**DIRECTIVE:**
Reproduce every entry below precisely; do not include the pictures.

**RECORDED DATA:**
· · · ·

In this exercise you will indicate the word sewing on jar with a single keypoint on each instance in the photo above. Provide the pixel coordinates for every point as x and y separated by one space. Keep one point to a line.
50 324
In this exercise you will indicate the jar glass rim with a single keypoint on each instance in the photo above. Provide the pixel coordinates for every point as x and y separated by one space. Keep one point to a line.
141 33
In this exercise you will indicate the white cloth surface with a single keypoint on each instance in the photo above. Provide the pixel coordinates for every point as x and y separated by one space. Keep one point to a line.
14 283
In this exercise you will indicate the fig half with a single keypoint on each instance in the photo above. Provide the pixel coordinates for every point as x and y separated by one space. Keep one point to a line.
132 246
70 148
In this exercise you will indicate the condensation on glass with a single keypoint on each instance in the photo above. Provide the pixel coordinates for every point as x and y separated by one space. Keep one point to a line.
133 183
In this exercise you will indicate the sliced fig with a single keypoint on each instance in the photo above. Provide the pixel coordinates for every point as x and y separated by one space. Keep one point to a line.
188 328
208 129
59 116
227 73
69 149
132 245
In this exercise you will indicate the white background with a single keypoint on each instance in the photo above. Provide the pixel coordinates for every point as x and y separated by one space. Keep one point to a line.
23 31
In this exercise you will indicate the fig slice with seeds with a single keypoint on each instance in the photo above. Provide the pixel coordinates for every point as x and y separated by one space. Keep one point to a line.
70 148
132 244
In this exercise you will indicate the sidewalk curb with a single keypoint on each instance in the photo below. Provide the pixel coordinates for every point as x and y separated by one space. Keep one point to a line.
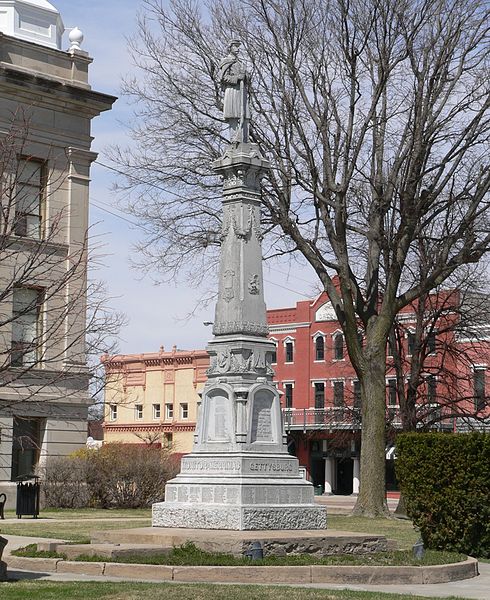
371 575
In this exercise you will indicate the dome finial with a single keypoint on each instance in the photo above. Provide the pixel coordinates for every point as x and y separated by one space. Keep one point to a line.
76 38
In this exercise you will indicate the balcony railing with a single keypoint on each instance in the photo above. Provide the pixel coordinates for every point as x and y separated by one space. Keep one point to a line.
333 417
348 417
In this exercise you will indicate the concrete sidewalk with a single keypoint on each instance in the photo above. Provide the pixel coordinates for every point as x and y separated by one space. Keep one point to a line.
477 588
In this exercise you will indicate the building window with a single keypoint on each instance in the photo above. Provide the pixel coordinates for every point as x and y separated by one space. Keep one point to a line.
392 393
338 347
26 444
274 356
29 199
26 326
411 343
319 395
320 348
357 394
338 393
431 343
431 389
360 338
479 387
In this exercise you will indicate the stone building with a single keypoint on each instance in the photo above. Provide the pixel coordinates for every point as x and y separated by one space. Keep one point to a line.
46 109
153 398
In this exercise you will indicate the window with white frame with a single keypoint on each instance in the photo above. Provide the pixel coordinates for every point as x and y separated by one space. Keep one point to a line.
319 387
26 326
338 346
356 384
29 198
431 389
319 347
338 393
431 342
288 395
274 353
411 343
184 411
392 392
479 386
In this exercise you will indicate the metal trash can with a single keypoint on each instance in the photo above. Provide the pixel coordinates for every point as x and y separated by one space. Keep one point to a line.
28 498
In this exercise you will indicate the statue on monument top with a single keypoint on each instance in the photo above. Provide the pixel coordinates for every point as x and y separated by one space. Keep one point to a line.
233 77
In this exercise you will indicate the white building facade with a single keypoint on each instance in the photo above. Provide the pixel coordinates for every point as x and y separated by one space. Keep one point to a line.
46 108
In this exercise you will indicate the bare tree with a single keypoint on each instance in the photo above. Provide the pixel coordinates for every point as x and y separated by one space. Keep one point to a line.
375 117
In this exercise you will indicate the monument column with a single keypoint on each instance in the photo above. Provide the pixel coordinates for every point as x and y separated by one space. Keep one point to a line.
239 474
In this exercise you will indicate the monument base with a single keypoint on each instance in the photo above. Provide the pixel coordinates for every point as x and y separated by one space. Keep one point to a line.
239 518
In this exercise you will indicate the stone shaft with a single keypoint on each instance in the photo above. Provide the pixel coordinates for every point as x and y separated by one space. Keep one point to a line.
239 475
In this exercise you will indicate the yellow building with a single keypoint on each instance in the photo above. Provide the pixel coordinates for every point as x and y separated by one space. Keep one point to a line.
153 398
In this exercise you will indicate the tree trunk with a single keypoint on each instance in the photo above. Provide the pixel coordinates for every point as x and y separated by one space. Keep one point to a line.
371 501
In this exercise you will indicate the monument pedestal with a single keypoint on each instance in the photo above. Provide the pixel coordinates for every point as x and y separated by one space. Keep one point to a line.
239 491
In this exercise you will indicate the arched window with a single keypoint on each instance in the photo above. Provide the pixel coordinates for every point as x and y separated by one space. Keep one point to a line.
338 347
320 348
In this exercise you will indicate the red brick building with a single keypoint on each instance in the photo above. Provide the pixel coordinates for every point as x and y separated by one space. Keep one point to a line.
320 390
157 394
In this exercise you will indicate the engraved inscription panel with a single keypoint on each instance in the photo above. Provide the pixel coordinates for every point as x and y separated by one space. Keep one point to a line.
219 418
261 417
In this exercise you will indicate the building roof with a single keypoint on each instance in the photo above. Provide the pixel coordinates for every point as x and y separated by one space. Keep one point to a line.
36 21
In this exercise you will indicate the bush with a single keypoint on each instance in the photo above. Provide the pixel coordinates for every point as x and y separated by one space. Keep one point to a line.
128 476
445 480
64 483
114 476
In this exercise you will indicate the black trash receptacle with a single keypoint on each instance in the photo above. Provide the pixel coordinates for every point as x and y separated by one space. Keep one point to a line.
28 498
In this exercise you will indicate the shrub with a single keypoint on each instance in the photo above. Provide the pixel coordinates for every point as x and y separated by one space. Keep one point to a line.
445 480
64 483
114 476
128 475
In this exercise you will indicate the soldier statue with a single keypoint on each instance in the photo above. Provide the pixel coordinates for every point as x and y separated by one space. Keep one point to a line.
233 77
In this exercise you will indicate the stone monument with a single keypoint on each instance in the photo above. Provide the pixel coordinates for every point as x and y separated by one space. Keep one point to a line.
239 475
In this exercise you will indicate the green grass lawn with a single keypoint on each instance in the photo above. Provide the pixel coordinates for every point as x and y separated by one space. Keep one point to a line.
87 513
140 591
400 530
71 531
79 531
190 555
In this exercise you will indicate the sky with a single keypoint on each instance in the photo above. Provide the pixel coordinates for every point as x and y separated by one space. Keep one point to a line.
156 314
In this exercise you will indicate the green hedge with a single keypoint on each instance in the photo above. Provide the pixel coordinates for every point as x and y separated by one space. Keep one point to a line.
445 479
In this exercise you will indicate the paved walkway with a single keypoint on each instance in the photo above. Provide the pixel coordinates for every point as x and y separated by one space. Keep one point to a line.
477 588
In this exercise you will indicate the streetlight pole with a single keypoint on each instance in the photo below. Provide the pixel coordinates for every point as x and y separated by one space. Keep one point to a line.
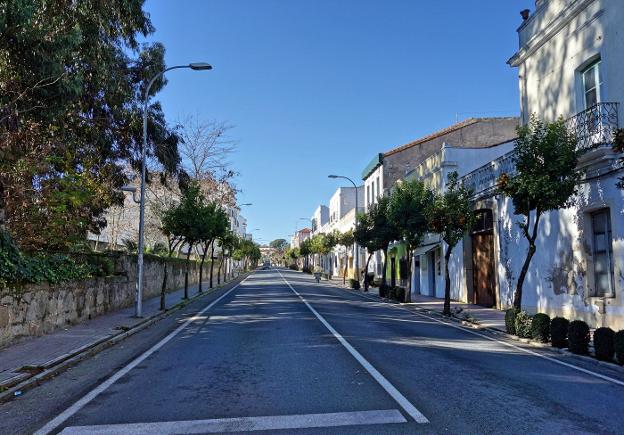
356 248
138 301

· · · ·

**EXERCISE ANSWER:**
In this exercise you will indicate the word sewing on jar with a single keypoint on each instance in the photo above. Provide the pixel coordinates for every point as x and y separated by one space. Keep one point to a line.
50 324
In this exercise you will indicate the jar glass rim with a single keypoint on each instance in the photo above. Provide the pixel coordinates for every point as x and y separated by one space. Keep one point to a line.
141 33
In this exercise you will indicate the white cloth surface with a single keypoint on each instance in the photo above. Provide the pixel coordinates for every point as x and y separated by one space. Keep one point to a line.
14 283
In this exercise you will indicate the fig half with a single keypoint on each instance in the photo above. Provide the pixel coordinates for every point as x and y separated by one space. Keep one point to a line.
132 246
70 148
In this exercise you will indicate the condensation on glass with a single keypoint on each instance in the photo above. Provide the pixel coordinates for every point as x and y separated by one space. Keep one point to a line.
133 183
In this exercise you will indicate the sliced fig with a single keypoint on each instance in the photo above. Provide the pixel coordinates for every point as x and y separated by one space. Keep one point to a line.
188 328
208 129
59 116
227 73
69 149
132 245
In this exercise you will indicate the white background with a single keypoint on each instance in the photo above. Provide the pixel coordinates for every point as x and y separated by one space. Keep one point to a line.
23 31
In this exercise you will indicate the fig slice with seeds with a single keypoint on each instance in the photo above. Provide the pixel coordinates for every point as x and y separated by one space. Keep one point to a line.
70 148
132 244
In this exercise you will indicate the sidewalk curb with a single keypoint on each instance in the photo below. Provide the pixel coordinates for every point as x and y separated by one space. Keep one point to a line.
371 575
In this exercise you will indicate the dome finial with a single keypoint on each instance in the photo above. Provide the pixel coordinates for every point as x and y separated by one space. Keep one point to a line.
76 38
In this exercise you will indicate the balcony railing with a single keypoint on each instance in the photo above. Provide the pixel coordinates for every point as x and y separated by one space. Keep one point to a line.
333 417
348 417
In this exercise you will indicate the concrete sidewalk with a single keypoint on each instance in the photo above. Provide the pixel coordinates for every point as x and y separated by one space. Keep one point to a line.
477 588
In this exercise you will indicate the building window with a single keypoint on each instance in the photo above. Provide the pixel coordinates for every point as x and y separated by one space. Keep one point to a line.
392 393
338 347
26 444
274 356
29 199
26 326
411 343
319 395
320 348
357 394
338 393
431 343
431 389
360 338
479 387
In this exercise you will indicate the stone building with a single keypoint on each instance in the photo above. Provide the pixel coordinates for every point as x and y separated by one space. Keep one point to a line.
46 109
153 398
In this exercise you will indicate the window with white frame with a single keypoint on each instance in the photo above. Provide the pixel coordinates for every point as x and y separated by one space. Keep one point to a line.
319 387
26 326
338 346
356 384
29 198
431 389
319 347
338 393
431 342
288 395
274 353
411 343
184 411
392 392
479 386
In this exercise you will indicate the metal trash can with a single keypoint on each instance in the photo above. Provide the pixel coordinates for every point as x and y separated by one space. Keep one point to a line.
28 498
In this exercise you will indicate the statue on monument top with a single keypoint on each instance in the photo above. Provide the pixel coordinates for every point as x and y separated by one space. Keep one point to a line.
233 77
In this exercise you will indicate the white building facade with a single keypoint on each instance in the photo above. Provide the pixel coordinates for every point as x and y separated by one space. Keep one point to a line.
46 108
In this exercise you will indicate the bare tree with a single keypoint on each instance in the photo above. Provide the pixel coordinates for every point as x and y separated by one space. Keep one point to a line.
375 117
In this exercise you will indicate the monument column with a single keypoint on each instance in the photo above. Provide the pixel coordinates for every point as x and y separated by one space. Keep one point to a line.
239 474
In this exercise you will indicate the monument base with a single keypoint on each instance in the photo above. Provide the pixel coordinates for every point as x and y separated by one space. Keep one point to a line.
239 518
In this exercise you will indicate the stone shaft with a single keypoint on each instance in the photo above. Provide the pixel coordinates for every point as x and y separated by one space. Keep one point to a line.
239 475
In this exercise you will indicate the yellow building with a single keypoint on each instance in the photo above. Provide the pixel coordinates for every point as x and y separated by one space. Keep one point to a line.
153 398
In this exercise you will indicate the tree trunk with a single keypoint on each instance in the photo above. Provide the pixel coordinates for every point as x and y separated by one space. Keep one point to a line.
371 501
In this exercise you will indicate the monument pedestal with a single keypoint on each instance in the photo above. Provide the pixel coordinates for every point as x and y separated by one space. Keep one point to a line.
239 491
In this exercise you will indicate the arched window with a single keypoint on each instance in the photo above. Provide the pixel coordinates for every point as x and y separated by one space. Keep one point to a line.
338 347
320 348
In this exercise you will indicate the red brick building with a single keypoint on each instance in the photo above. Provide the pixel coordinates for every point as x and y separated by one space. Keep one point to a line.
320 390
157 394
In this exercise you will indicate the engraved inscription panel with a single keypoint on each instance in the photo above. Provide the pixel coordinates for every point as x and y separated by one space. Keep one point to a line.
219 418
261 417
In this exercise you will indicate the building roof with a single keypoint on each instance in the photo above. Provide the pixel coordinates for every point as x and y separated by one space. Keep one point to a line.
36 21
In this exercise you will indicate the bush with a single keypoint on each instance in the photo above. Provide the pixel coordinates for every point as x and y separated by one space. Keep one point to a line.
128 476
445 480
64 483
114 476
In this exercise you will indicate the black trash receptacle with a single keypoint on each instance in the photo above. Provide the pixel coordinates for every point as x and y separated by one space. Keep one point to a line.
28 498
In this exercise you will indicate the shrub with a single keypoint on each instance in the photo above. Provide the pixel coordinates for every point as x and y separated by one space. Keep one point to a line.
445 480
64 483
114 476
128 475
In this exercise you will indicate the soldier statue with a single keypoint on each instance in the photo above. Provide the pixel coordinates for every point as x and y separated by one space. Keep one point to a line.
233 77
In this exercise you will indicate the stone monument with a single keypoint on each instance in the photo above. Provide the pixel coordinates for every point as x and y separated by one space. Keep one point to a line.
239 475
In this exercise you will indicate the green grass lawn with a single keypoint on each instance in the photo above. Provide the pixel coordinates for every point as x and y separated by one space. Keep one point to a line.
87 513
140 591
400 530
71 531
79 531
190 555
In this exercise you will indicate the sky with a single keypoint on each instance in the photo above. Provide the pixel coordinates for every point as x and y separated by one space. Keep one point to a line.
156 314
In this exercise you will indicate the green hedge with a single keypoint on each instance in the photo above. Provide the pixel coordinates for every point as x and y separated by one space. Keep one point to a line.
445 479
In this exercise you will indicate the paved walkway with a single keypoint on each instance in the photo above. Provide the pixel coordinates for every point as x and y separated by one space. Keep one point to a line.
477 588
In this exercise you will indicate the streetlight pole with a single keypoint on each instance in the photo below. Provide the pixel coordinates for every point as x and y separated by one space. Keep one point to a line.
356 248
138 301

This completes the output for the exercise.